It was a good episode. Yes, I was expecting a short nod to John Spencer, but they did dedicate an episode already. How do you acknowledge someone four months after the death that happened during the season run? Now what will be a time to show his work will be when they do the series final retrospective episode. 

As for how the show was, it looks like it could have been a good season if not for this being the last. Santos lining up good people for the new West Wing...


----------



## bdlucas (Feb 15, 2004)

Nice touch with the president as pallbearer. But it seemed a bit risky and unrealistic with his MS...


----------



## drew2k (Jun 10, 2003)

USAFSSO said:


> It was a good episode. Yes, I was expecting a short nod to John Spencer, but they did dedicate an episode already.


I don't recall any specific episode that was dedicated to John Spencer, but before the start of the first episode after Spencer's death, Martin Sheen did say something along the lines of "We have lost a dear friend and he would want the show to go on." (Yes, liberally paraphrased.) Is this the dedication to John Spencer that you're talking about? I'm really hoping that was NOT the final remembrance this show will have for the actor.


USAFSSO said:


> How do you acknowledge someone four months after the death that happened during the season run?


In the early 80's, the show Dallas waited until almost the end of the season to acknowledge the passing of actor Jim Davis, who died very near the start of the season (or maybe even before). Even though it was public knowledge that Jim Davis passed, the show waited most of the season to "kill off" his character, Jock. They timed the memoriam to Jim Davis to coincide with "Jock's death". So there is some precedent for acknowledging an actor's passing well after the actual event.


----------



## mike_k (Sep 20, 2005)

drew2k said:


> There was only one person shown whom I did not recognize, a blonde woman, and after seeing the credits I realized I hadn't spotted Marlee Matlin. Did she go blonde and put on some weight?


I think they showed her twice - but at least once for sure. She hasn't gone blond.


----------



## RGM1138 (Oct 6, 1999)

I see that the whole gang was there. Bookbag and the other daughters, Hoynes and even Ainsley. Mary-Louise Parker had several scenes.

I was concerned that they would try to omit Stockard Channing from the ep, since she's no longer actually in the cast. And it wouldn't have felt right without her.

I had heard that they also shot an honor guard ceremony at Arlington, but for some reason didn't use it.

A decent episode, all things considered.

Bob


----------



## efilippi (Jul 24, 2001)

The Rob Lowe character was notably absent.

Josh and Danny quietly moping about missing out on their evenings 'fun activities' was a hoot.


----------



## Mikkel_Knight (Aug 6, 2002)

Gunnyman said:


> what was up with Stockard Channing looking REALLY annoyed when Bartlett walked into the room and started ligtening up the mood?


I didn't read it as annoyed, I read it as sad. Sad that her husband needs to be "the rock" and cheer everyone else up when, in fact, there's not anybody there that knew Leo as long as he did. He was the one needing to lean on someone else, but he couldn't 'cause he was too busy being everybody elses rock.


----------



## jgickler (Apr 7, 2000)

Who was the 6th pall bearer? 

I recognized Josh, Santos, Bartlett, Charlie, DNC chair. Who was the other guy?


----------



## mrpantstm (Jan 25, 2005)

■ **Your tasks**:
- A) Write out the part of the West Wing thread that starts at "As for how the" and ends at "new West Wing...", word for word.
- B) Answer these from the West Wing thread:
(i) Which actor's passing did the show Dallas wait most of a season to acknowledge?
(ii) Who spoke before the start of the first episode after John Spencer's death?
(iii) Whose character is called notably absent?

■ **Information provided**:
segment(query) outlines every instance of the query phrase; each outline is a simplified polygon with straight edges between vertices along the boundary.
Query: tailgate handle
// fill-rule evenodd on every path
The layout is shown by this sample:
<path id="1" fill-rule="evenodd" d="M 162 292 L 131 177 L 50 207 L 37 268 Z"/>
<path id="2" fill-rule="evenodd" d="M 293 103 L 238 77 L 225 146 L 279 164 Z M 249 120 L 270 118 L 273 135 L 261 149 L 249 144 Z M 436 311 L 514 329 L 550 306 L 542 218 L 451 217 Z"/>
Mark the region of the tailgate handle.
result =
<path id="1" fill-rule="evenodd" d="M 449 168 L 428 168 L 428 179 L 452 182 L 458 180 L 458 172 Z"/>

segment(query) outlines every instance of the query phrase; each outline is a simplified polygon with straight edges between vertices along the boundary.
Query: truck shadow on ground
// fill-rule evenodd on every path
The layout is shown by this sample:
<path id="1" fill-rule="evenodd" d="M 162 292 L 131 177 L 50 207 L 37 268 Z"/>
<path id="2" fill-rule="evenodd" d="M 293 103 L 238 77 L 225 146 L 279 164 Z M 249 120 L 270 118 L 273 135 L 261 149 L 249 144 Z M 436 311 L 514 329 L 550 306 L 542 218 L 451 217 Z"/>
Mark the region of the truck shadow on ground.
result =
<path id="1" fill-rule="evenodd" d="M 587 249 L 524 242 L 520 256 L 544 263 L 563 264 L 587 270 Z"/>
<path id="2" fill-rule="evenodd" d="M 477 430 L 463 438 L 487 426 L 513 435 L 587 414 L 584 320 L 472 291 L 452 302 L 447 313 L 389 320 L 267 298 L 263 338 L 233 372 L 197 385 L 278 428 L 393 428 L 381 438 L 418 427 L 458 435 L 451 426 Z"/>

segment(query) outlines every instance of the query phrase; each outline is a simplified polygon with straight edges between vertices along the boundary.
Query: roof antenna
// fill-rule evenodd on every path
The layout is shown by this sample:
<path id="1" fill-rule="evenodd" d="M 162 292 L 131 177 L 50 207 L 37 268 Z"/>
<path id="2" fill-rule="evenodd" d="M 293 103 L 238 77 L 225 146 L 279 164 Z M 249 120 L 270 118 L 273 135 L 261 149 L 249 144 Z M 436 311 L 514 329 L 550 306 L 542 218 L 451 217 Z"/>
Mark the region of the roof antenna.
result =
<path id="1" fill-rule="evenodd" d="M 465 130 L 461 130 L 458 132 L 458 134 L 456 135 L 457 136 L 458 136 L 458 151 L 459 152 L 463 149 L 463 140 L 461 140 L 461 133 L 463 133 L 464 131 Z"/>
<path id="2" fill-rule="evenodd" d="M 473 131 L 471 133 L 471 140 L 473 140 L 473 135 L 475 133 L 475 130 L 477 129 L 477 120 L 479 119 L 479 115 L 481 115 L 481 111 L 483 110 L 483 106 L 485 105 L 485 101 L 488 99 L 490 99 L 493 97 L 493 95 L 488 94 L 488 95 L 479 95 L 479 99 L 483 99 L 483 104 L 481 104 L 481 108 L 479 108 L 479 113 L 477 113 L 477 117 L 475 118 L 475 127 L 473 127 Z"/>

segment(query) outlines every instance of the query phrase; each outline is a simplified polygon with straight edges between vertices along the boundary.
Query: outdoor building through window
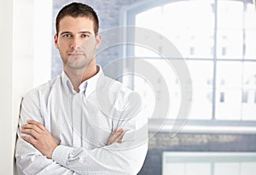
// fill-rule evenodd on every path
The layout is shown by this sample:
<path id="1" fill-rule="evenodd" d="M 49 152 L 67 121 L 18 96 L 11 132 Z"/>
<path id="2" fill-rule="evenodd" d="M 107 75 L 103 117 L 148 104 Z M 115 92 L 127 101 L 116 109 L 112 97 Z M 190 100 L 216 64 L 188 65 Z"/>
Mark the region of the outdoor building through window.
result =
<path id="1" fill-rule="evenodd" d="M 253 1 L 161 1 L 127 10 L 127 25 L 161 34 L 183 55 L 176 59 L 186 60 L 193 87 L 190 120 L 256 121 L 256 12 Z M 164 80 L 158 82 L 160 86 L 165 81 L 170 91 L 167 118 L 174 119 L 182 94 L 175 73 L 160 55 L 168 48 L 160 44 L 158 54 L 134 46 L 127 54 L 143 59 L 161 72 Z M 135 61 L 134 69 L 136 66 Z M 148 105 L 161 103 L 154 99 L 143 78 L 134 77 L 133 88 L 146 101 L 152 101 Z"/>

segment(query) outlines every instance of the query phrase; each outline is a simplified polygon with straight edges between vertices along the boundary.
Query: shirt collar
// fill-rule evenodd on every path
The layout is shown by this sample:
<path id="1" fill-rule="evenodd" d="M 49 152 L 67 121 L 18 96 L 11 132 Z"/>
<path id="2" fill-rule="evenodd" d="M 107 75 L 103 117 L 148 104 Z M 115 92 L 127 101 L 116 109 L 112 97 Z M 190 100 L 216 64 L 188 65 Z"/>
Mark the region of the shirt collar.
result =
<path id="1" fill-rule="evenodd" d="M 97 65 L 96 68 L 97 68 L 98 72 L 95 76 L 85 80 L 79 85 L 79 89 L 80 89 L 79 93 L 85 93 L 85 96 L 88 97 L 90 93 L 92 93 L 96 90 L 96 83 L 97 83 L 100 75 L 101 74 L 104 75 L 101 65 Z M 62 73 L 61 73 L 61 83 L 64 88 L 64 90 L 66 91 L 66 93 L 67 94 L 69 94 L 70 93 L 73 93 L 73 94 L 78 93 L 74 90 L 74 88 L 71 83 L 71 81 L 69 80 L 68 76 L 67 76 L 67 74 L 64 71 L 62 71 Z"/>

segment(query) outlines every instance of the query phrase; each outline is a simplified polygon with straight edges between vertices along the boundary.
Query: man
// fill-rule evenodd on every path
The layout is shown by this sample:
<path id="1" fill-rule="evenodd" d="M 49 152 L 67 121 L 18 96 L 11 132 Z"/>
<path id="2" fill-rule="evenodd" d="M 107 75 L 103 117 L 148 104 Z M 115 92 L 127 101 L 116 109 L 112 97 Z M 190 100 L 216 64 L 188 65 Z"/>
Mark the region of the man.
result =
<path id="1" fill-rule="evenodd" d="M 102 37 L 96 12 L 73 3 L 56 18 L 62 74 L 21 104 L 16 164 L 24 174 L 137 174 L 148 149 L 137 93 L 96 64 Z"/>

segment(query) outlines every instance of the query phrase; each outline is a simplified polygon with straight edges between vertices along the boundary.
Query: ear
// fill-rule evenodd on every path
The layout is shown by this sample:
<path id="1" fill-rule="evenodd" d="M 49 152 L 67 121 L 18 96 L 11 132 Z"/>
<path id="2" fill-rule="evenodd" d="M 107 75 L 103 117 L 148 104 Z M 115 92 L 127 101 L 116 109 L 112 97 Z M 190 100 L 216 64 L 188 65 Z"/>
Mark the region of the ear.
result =
<path id="1" fill-rule="evenodd" d="M 58 36 L 57 34 L 55 35 L 55 46 L 57 49 L 59 49 L 59 45 L 58 45 Z"/>
<path id="2" fill-rule="evenodd" d="M 98 48 L 100 47 L 101 42 L 102 42 L 102 35 L 97 34 L 96 38 L 96 48 Z"/>

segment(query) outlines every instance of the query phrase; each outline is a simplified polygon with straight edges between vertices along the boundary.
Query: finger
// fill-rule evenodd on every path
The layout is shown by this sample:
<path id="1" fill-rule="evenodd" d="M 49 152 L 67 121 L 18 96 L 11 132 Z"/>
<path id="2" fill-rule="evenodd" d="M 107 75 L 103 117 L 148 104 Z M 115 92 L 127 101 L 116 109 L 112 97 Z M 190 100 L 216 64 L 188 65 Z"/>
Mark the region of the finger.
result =
<path id="1" fill-rule="evenodd" d="M 37 125 L 34 124 L 25 124 L 21 126 L 22 129 L 32 129 L 34 131 L 36 131 L 38 133 L 42 133 L 42 129 L 39 128 Z"/>
<path id="2" fill-rule="evenodd" d="M 119 129 L 115 133 L 112 133 L 112 134 L 110 135 L 109 138 L 108 138 L 108 144 L 111 144 L 113 143 L 113 140 L 119 137 L 120 134 L 122 134 L 122 133 L 124 132 L 123 129 Z"/>
<path id="3" fill-rule="evenodd" d="M 32 145 L 35 145 L 37 143 L 37 140 L 35 138 L 27 137 L 27 136 L 21 136 L 21 138 L 24 139 L 25 141 L 32 144 Z"/>
<path id="4" fill-rule="evenodd" d="M 20 132 L 22 133 L 29 134 L 29 135 L 34 137 L 35 138 L 38 138 L 38 137 L 39 137 L 39 133 L 38 132 L 36 132 L 35 130 L 33 130 L 33 129 L 25 129 L 25 128 L 22 128 L 20 130 Z"/>
<path id="5" fill-rule="evenodd" d="M 125 132 L 123 132 L 120 135 L 119 135 L 113 141 L 113 143 L 121 143 L 122 142 L 122 139 L 123 139 L 123 137 L 125 135 Z"/>
<path id="6" fill-rule="evenodd" d="M 28 124 L 33 124 L 33 125 L 36 125 L 38 127 L 39 127 L 40 129 L 42 129 L 43 131 L 45 130 L 45 127 L 42 125 L 42 123 L 40 122 L 38 122 L 36 121 L 33 121 L 33 120 L 27 120 L 26 122 Z"/>

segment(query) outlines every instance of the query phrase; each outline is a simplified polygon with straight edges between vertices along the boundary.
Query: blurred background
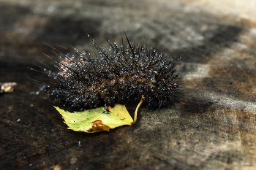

■ **Solutions to the problems**:
- A)
As for how the show was, it looks like it could have been a good season if not for this being the last. Santos lining up good people for the new West Wing...

- B)
(i) Jim Davis
(ii) Martin Sheen
(iii) Rob Lowe's